Document segment:
/---
An important limitation of this study lies in the use of the AS to classify patients as apathetic, rather than formal diagnostic criteria. Unfortunately, such criteria do not yet exist, although some have been recommended by Starkstein and colleagues.7,28
An important goal in future studies on assessing apathy in PD should aim to validate such criteria, taking into consideration different models of apathy. As a result, our analyses cannot determine the diagnostic utility of the LARS. A related limitation lies in the self-report format of the AS. Patients suffering from dementia and severe apathy may lack the awareness required for valid reporting.29
Although a subset of the present sample believed to be representative did not evidence dementia on average, as determined with a dementia rating scale (DRS-2), 5 of these 35 patients scored below the suggested cut-off for possible dementia (i.e., below 130).
\---
Data extract:
/---
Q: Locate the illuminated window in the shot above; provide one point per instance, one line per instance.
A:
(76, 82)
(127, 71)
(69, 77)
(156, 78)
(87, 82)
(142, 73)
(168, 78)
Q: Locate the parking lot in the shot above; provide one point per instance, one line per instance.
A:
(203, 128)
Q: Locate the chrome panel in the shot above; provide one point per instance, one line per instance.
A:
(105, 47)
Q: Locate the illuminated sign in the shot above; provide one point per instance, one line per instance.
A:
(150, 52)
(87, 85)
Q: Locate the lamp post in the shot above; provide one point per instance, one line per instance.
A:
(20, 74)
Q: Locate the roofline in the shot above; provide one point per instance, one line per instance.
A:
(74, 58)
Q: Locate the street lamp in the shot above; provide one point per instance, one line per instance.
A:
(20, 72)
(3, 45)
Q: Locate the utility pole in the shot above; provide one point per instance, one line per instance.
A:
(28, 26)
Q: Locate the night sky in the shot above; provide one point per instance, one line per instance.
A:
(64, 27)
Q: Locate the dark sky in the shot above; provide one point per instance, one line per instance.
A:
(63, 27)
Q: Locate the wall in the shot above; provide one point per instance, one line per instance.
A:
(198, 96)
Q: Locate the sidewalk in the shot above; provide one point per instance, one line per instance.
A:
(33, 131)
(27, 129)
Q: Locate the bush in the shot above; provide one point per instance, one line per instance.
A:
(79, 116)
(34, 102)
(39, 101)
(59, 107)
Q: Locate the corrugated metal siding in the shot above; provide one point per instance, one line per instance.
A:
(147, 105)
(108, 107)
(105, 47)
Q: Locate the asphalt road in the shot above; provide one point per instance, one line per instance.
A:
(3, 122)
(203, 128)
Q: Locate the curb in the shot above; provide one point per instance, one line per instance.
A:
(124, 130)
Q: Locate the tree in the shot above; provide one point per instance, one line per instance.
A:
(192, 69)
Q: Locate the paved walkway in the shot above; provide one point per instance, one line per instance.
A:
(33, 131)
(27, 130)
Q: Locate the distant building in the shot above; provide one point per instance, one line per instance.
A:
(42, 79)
\---
To do:
• 1. Answer these questions about the apathy study text:
(a) What does the study use to classify patients as apathetic instead of formal diagnostic criteria?
(b) Who has recommended some diagnostic criteria for apathy?
(c) How many of the 35 patients scored below the suggested cut-off for possible dementia, and what is that cut-off?
• 2. How would the apathy study text go on after its final sentence? Write the next part.

Numbered answers:
• 1.
(a) The AS.
(b) Starkstein and colleagues.
(c) 5 patients; the cut-off is 130.

• 2.
In conclusion, this study represents the first to examine a new, multidimensional, semistructured interview for the assessment of apathy in PD in the U.S. It is also the first to compare the LARS to the commonly-used and recommended AS. Results suggest that it is a coherent instrument with good convergent and divergent validity as well as moderate utility in identifying apathy amongst patients with PD. Although apathy is commonly regarded as a multidimensional construct comprising several domains (i.e., behavioral, cognitive, and affective), little research has aimed to empirically demonstrate the separability of these manifestations in PD, neurobiologically or behaviorally. The first step toward establishing correlates of these domains requires a reliable and valid method of their assessment. In addition, given that the relative prominence of different apathy domains across individuals may have important treatment and prognostic implications, the clinical value of an instrument that can adequately quantify and differentiate these symptom classes is clear. Future research should attempt to explore the utility of the LARS in shedding light on the multiple dimensions of the PD apathy syndrome and their relationships with the disease process and patient quality of life.